• **DOCUMENT SOURCE**:
·····

« Au fond je m’en fous quasiment de mourir, parce qu’à l’âge que j’ai, à presque dix-sept ans, ça avance moins bien qu’avant : j’ai pris un sérieux coup de vieux et j’ai peur d’avoir déjà vécu le meilleur de moi-même et de commencer à radoter. » Contre le cancer qui ronge ses os et ne lui laisse aucun espoir de guérison, Frédéric Langlois, le principal protagoniste de ce quatrième roman de Sylvain Trudel (le cinquième à paraître aux éditions Les Allusifs), oppose le cynisme de l’adolescent qui n’a plus rien à perdre, si ce n’est l’amour de Marielou, son amie d’infortune, atteinte comme lui d’un cancer.
Sylvain Trudel reprend ici une nouvelle déjà parue dans le recueil Les prophètes qui relatait les derniers moments d’un adolescent sur son lit d’hôpital. Il ne s’agit toutefois pas d’une reprise, mais d’un redéploiement complet du thème de la mort à laquelle est confrontée le personnage principal. L’écriture, tantôt sous forme de poèmes et tantôt sous forme de journal, s’avère le dernier repli qui lui soit, comme à son amie, accordé pour échapper au cul-de-sac stérilisé et à la mièvrerie sentimentale qui composent son lot quotidien. Si le désarroi ressenti à cet âge est habituellement causé par la crainte qu’on éprouve face à la vie, et non devant la mort, la force du roman tient justement à la justesse du propos qui réussit à évoquer la détresse et la révolte du personnage.
Du mercure sous la langue s’inscrit fort bien dans le nouveau sillon littéraire qu’est en voie de tracer cette nouvelle maison. D’abord par la qualité de l’écriture, la précision et l’efficacité du style qui épousent parfaitement le propos du roman. Ce dernier aurait toutefois pu être resserré quelque peu. Son efficacité dramatique en aurait été accrue. Mais sans doute s’agit-il d’une réserve toute personnelle, influencée par la lecture récente des premiers titres parus à cette nouvelle maison et qui m’ont laissé une impression des plus favorables, entre autres raisons à cause du rythme soutenu qui les caractérise et qui colle au plus près de la conscience narrative. À moins que le thème, ici la mort, exige quelque répit pour rendre l’issue du roman sinon acceptable à tout le moins tolérable.

·····

• **TRAVAIL DEMANDÉ**:
[1] Reproduisez le passage de la critique du roman Du mercure sous la langue qui va de « Sylvain Trudel reprend » jusqu'à « révolte du personnage. » inclus.
[2] D'après la critique du roman Du mercure sous la langue, dans quel recueil avait déjà paru la nouvelle que Sylvain Trudel reprend dans ce livre ?

• **DONNÉES EXTRAITES**:
·····

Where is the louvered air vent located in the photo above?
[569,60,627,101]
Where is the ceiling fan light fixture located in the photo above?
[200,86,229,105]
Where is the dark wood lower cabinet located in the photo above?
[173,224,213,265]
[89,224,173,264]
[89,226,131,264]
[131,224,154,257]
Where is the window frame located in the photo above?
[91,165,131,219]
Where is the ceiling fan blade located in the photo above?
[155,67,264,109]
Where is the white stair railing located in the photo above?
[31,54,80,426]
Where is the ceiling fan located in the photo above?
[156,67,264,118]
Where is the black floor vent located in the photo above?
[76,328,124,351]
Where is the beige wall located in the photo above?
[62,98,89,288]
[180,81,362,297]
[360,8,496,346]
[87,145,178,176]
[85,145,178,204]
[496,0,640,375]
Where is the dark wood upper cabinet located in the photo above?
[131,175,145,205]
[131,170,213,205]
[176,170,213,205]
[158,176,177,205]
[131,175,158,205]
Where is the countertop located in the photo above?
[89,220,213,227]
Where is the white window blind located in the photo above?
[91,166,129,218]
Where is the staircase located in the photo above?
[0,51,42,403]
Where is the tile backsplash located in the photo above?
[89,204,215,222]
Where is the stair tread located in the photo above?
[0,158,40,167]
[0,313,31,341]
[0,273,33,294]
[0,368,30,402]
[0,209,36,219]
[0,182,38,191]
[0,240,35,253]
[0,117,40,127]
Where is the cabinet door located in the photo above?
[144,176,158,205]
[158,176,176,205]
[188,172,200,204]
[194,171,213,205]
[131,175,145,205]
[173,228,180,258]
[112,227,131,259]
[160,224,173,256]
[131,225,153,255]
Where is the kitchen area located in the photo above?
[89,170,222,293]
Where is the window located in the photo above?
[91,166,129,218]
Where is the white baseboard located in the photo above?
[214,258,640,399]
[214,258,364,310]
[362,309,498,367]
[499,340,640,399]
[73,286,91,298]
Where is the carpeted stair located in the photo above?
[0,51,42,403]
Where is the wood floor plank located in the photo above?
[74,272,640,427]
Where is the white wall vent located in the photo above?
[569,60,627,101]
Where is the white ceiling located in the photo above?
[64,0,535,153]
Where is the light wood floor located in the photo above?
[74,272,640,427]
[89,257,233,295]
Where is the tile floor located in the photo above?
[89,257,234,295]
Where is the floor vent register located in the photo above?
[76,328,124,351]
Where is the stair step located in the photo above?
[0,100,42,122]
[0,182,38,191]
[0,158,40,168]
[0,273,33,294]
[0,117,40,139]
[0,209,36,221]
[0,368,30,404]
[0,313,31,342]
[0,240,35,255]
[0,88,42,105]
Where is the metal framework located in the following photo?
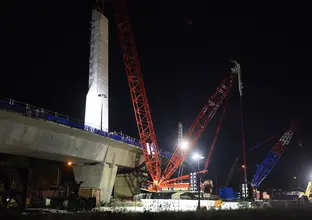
[162,68,237,181]
[114,0,239,191]
[114,0,161,184]
[252,129,294,188]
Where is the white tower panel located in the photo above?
[85,10,109,131]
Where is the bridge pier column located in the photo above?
[73,163,118,205]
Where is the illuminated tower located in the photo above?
[85,9,109,131]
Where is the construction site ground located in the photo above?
[0,207,312,220]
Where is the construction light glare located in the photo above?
[180,140,189,150]
[193,153,204,160]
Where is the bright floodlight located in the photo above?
[179,140,189,150]
[193,153,204,160]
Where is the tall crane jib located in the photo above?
[114,0,239,191]
[161,63,239,181]
[252,129,294,188]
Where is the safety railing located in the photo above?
[0,98,141,147]
[0,97,172,158]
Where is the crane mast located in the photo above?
[161,64,238,182]
[114,0,239,191]
[114,0,161,184]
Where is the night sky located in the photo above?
[0,0,312,191]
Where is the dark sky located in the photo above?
[0,0,312,191]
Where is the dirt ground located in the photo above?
[0,207,312,220]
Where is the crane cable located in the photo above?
[204,83,234,172]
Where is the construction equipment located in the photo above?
[114,0,240,191]
[252,125,296,189]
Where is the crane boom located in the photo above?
[252,129,294,188]
[161,64,237,181]
[114,0,161,182]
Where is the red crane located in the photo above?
[114,0,237,191]
[114,0,161,183]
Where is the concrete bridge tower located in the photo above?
[85,6,109,131]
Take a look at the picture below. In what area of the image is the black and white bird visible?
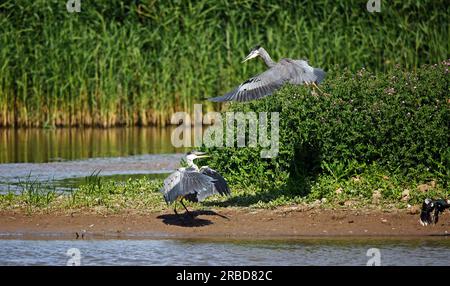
[161,151,231,214]
[208,46,326,102]
[420,198,450,226]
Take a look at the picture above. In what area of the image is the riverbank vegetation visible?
[0,61,450,213]
[0,0,448,127]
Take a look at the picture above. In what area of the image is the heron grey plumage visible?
[161,151,231,213]
[208,46,326,102]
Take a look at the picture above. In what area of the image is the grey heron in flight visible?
[208,46,326,102]
[161,151,231,215]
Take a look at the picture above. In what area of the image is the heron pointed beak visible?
[241,51,258,63]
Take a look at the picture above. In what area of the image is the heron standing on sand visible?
[208,46,326,102]
[161,151,231,215]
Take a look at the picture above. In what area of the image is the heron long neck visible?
[186,159,198,170]
[259,48,276,68]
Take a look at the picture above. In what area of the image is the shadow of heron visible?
[157,210,229,227]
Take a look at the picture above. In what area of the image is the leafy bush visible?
[205,62,450,197]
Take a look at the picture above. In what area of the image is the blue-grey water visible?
[0,238,450,266]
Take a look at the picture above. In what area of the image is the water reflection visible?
[0,127,185,163]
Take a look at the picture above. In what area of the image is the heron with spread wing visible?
[209,46,326,102]
[161,151,231,214]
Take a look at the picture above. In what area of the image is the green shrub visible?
[205,62,450,197]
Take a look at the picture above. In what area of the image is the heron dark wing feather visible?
[200,166,231,195]
[161,169,214,204]
[209,62,287,102]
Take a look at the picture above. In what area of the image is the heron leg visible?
[173,201,179,216]
[180,199,193,217]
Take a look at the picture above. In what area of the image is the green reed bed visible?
[0,0,449,127]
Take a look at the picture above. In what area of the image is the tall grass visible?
[0,0,449,127]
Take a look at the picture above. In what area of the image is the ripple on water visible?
[0,239,450,265]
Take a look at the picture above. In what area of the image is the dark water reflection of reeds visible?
[0,127,184,163]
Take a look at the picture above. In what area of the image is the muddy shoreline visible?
[0,207,450,240]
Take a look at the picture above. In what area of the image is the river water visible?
[0,127,186,193]
[0,238,450,266]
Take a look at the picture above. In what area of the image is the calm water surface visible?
[0,127,186,190]
[0,238,450,265]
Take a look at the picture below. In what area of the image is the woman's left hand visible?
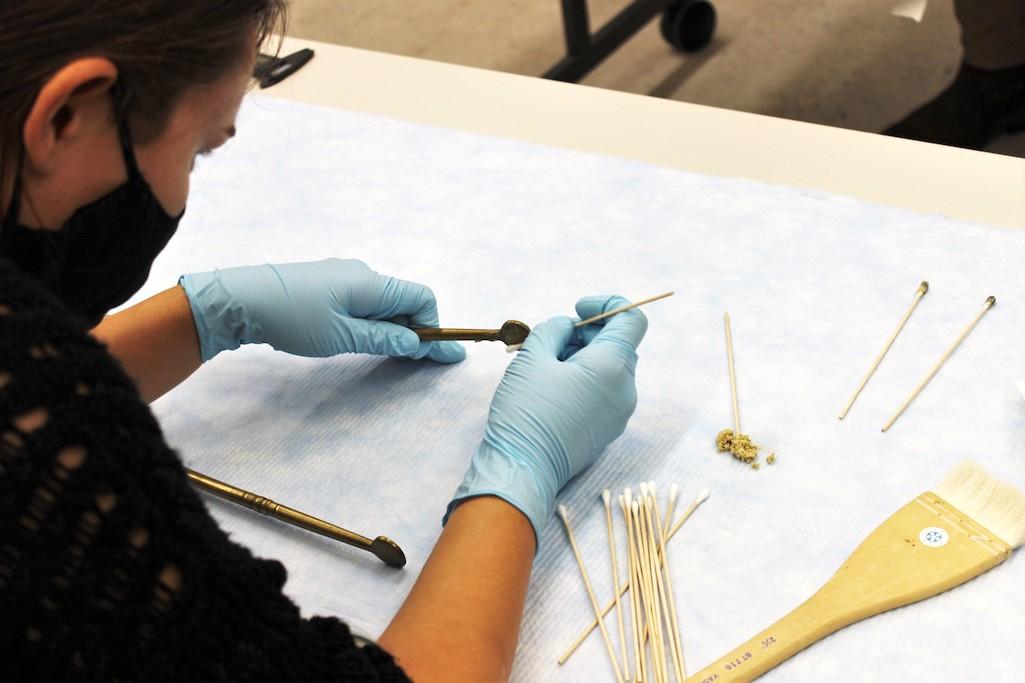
[178,258,466,363]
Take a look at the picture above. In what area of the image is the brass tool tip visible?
[498,320,530,346]
[370,536,406,569]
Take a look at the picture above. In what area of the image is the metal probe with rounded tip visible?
[410,320,530,347]
[839,280,929,419]
[186,468,406,569]
[883,296,996,432]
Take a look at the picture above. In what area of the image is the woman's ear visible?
[23,57,118,173]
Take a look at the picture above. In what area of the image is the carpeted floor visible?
[289,0,1025,157]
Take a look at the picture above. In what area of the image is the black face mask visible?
[0,110,185,327]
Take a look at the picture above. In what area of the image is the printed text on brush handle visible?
[695,636,776,683]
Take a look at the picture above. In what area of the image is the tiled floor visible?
[290,0,1025,157]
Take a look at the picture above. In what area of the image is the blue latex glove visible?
[445,296,648,540]
[178,258,466,363]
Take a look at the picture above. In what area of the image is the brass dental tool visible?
[410,320,530,347]
[186,468,406,569]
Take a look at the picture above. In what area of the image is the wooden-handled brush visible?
[687,461,1025,683]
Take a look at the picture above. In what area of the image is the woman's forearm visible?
[379,496,535,683]
[92,286,201,402]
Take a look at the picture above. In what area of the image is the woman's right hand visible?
[445,296,648,539]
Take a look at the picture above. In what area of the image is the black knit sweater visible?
[0,258,408,683]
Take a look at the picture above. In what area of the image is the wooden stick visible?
[559,488,708,665]
[723,313,740,430]
[883,296,996,432]
[653,490,687,681]
[574,291,675,327]
[630,491,663,683]
[642,488,677,681]
[602,488,630,681]
[662,484,680,536]
[839,280,929,419]
[559,506,623,683]
[619,488,647,681]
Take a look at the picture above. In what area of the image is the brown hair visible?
[0,0,286,205]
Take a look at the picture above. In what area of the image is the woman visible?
[0,0,647,681]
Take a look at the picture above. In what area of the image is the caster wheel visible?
[661,0,715,52]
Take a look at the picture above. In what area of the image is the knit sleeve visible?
[0,259,408,681]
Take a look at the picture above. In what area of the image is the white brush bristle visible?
[933,460,1025,548]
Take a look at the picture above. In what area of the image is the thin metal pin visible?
[723,313,740,430]
[839,280,929,419]
[883,296,996,432]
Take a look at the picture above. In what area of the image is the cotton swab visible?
[641,489,675,681]
[883,296,996,432]
[559,506,623,683]
[646,481,684,681]
[619,488,647,681]
[573,291,675,327]
[653,484,687,681]
[505,291,677,353]
[602,488,630,680]
[559,488,710,665]
[630,494,664,683]
[839,280,929,419]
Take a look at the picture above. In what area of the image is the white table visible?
[263,38,1025,228]
[140,41,1025,683]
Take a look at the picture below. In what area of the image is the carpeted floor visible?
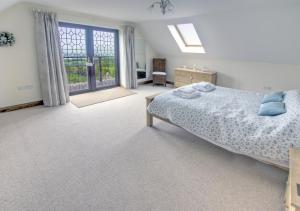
[0,86,287,211]
[70,87,136,108]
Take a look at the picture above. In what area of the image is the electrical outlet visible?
[264,86,272,91]
[18,85,33,91]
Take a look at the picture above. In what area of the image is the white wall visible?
[0,3,157,108]
[138,2,300,90]
[135,28,158,82]
[166,56,300,92]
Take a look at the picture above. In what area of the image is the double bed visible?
[147,87,300,168]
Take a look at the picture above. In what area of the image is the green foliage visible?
[64,56,116,84]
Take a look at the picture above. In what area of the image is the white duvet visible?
[148,87,300,167]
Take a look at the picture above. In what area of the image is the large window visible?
[168,23,205,53]
[59,23,119,94]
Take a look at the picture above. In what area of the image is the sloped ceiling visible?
[0,0,298,22]
[0,0,300,64]
[138,3,300,64]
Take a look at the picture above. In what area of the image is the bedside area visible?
[174,68,217,88]
[285,149,300,211]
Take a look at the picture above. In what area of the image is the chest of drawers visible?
[175,68,217,87]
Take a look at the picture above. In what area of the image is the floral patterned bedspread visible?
[148,87,300,167]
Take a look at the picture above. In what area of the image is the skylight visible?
[168,23,205,53]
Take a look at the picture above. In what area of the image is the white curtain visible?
[34,11,69,106]
[124,26,137,89]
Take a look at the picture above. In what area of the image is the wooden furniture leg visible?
[146,94,158,127]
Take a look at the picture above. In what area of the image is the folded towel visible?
[173,90,201,99]
[192,82,216,92]
[176,86,197,94]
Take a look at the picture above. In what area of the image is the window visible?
[168,23,205,53]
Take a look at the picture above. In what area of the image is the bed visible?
[147,87,300,168]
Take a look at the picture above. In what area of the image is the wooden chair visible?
[152,58,167,86]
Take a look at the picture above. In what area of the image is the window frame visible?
[168,23,206,54]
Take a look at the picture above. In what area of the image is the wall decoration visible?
[0,32,16,47]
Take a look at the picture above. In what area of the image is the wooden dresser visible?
[285,149,300,211]
[175,68,217,87]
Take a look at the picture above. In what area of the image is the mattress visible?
[147,87,300,167]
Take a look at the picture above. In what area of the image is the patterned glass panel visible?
[59,27,89,92]
[93,30,117,87]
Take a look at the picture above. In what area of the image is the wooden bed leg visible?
[146,111,153,127]
[146,94,158,127]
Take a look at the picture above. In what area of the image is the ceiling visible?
[0,0,297,22]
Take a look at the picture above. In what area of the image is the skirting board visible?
[139,80,174,85]
[0,101,43,113]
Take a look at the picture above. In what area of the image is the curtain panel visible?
[34,11,69,107]
[124,26,137,89]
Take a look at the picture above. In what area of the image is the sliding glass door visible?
[59,23,119,94]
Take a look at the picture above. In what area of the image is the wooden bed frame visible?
[146,93,289,171]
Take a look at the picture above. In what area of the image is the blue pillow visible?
[261,92,284,103]
[258,102,286,116]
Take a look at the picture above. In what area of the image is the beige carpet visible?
[71,87,136,108]
[0,85,287,211]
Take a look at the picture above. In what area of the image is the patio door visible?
[59,23,119,94]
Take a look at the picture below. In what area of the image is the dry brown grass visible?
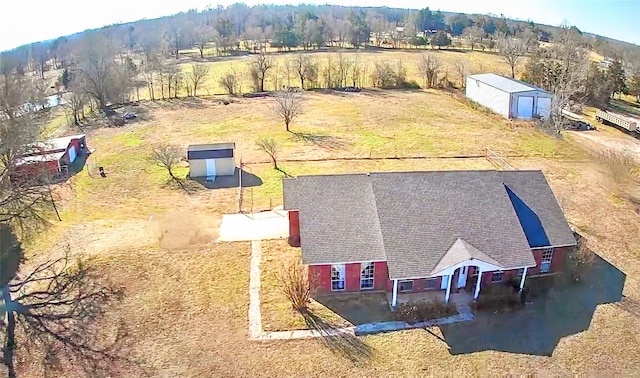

·····

• **CORRIGÉ**:
[1]
Sylvain Trudel reprend ici une nouvelle déjà parue dans le recueil Les prophètes qui relatait les derniers moments d’un adolescent sur son lit d’hôpital. Il ne s’agit toutefois pas d’une reprise, mais d’un redéploiement complet du thème de la mort à laquelle est confrontée le personnage principal. L’écriture, tantôt sous forme de poèmes et tantôt sous forme de journal, s’avère le dernier repli qui lui soit, comme à son amie, accordé pour échapper au cul-de-sac stérilisé et à la mièvrerie sentimentale qui composent son lot quotidien. Si le désarroi ressenti à cet âge est habituellement causé par la crainte qu’on éprouve face à la vie, et non devant la mort, la force du roman tient justement à la justesse du propos qui réussit à évoquer la détresse et la révolte du personnage.

[2] Dans le recueil Les prophètes.